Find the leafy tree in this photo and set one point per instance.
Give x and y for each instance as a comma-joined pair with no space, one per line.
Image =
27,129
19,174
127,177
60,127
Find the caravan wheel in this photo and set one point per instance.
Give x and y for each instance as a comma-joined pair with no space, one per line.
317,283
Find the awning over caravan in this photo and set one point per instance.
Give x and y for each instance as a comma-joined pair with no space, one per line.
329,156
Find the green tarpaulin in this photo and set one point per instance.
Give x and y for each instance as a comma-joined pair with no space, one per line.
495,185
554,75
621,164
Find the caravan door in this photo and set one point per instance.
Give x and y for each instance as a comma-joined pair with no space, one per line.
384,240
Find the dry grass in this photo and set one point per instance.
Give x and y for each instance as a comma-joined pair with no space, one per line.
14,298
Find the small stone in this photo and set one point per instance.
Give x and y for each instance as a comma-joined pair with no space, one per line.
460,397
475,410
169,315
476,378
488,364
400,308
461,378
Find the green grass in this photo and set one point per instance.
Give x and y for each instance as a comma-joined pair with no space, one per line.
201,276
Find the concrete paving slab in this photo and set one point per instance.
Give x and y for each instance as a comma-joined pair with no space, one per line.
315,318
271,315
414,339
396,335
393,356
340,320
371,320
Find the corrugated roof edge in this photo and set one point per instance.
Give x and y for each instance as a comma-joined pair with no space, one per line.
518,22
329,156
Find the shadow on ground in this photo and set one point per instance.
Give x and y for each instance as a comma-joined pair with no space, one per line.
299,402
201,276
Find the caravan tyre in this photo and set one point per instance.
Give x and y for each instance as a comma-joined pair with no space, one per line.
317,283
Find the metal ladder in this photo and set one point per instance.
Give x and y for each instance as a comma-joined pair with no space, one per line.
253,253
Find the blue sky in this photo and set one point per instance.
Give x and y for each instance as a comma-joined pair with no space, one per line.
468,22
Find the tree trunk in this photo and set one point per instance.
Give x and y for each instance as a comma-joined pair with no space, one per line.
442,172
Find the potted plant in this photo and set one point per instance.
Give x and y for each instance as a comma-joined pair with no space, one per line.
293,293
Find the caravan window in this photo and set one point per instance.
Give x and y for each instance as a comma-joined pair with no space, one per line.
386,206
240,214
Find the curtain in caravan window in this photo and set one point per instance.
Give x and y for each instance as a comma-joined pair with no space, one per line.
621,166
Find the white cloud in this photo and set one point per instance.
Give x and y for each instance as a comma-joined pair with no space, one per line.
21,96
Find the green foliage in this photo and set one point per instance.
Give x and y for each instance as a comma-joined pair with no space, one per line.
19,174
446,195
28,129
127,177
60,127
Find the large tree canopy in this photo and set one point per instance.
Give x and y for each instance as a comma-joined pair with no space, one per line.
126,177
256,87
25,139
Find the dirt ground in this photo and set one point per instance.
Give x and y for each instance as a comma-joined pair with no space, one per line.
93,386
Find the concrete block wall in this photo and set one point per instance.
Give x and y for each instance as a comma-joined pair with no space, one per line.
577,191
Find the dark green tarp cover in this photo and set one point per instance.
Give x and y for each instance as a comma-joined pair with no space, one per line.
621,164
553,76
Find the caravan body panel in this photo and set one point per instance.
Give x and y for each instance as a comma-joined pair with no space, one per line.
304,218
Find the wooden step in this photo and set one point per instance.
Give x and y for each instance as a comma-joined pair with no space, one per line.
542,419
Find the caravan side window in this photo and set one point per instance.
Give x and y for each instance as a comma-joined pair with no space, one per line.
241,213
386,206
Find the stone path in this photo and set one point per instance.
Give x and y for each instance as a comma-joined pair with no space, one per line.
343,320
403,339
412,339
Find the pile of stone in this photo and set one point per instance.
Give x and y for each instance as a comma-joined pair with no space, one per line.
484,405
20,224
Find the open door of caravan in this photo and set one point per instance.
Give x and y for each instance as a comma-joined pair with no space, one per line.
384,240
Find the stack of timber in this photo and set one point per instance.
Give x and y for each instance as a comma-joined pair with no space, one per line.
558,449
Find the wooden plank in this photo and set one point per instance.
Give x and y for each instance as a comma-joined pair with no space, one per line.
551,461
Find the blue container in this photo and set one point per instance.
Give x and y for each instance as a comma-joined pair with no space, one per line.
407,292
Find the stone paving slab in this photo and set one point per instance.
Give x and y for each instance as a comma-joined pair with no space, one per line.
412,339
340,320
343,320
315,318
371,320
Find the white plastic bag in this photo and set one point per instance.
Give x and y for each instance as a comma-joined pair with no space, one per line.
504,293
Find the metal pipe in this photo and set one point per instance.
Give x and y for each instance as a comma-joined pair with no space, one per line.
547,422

Short exercise: Print only the lines from the one with "Find the blue container" to the end of the records, both included.

Written reply:
Find the blue container in this photo and set one point per instance.
Give x and y for each instance as a comma-joined pair with no space, one per line.
407,292
Find the stone paving slab in this photo and set one point per instance.
Give x and y for each instance as a comma-joined pair with no space, one per line.
412,339
340,320
343,320
315,318
371,320
Find the white plastic bag in this photo and set one point per instance.
Give x and y for each instance as a comma-joined pair with no space, one per line.
504,293
Find the metal pipe in this photo and set one point per instance.
Give x and y for each instance as a comma-joined pair with no space, one per line.
547,422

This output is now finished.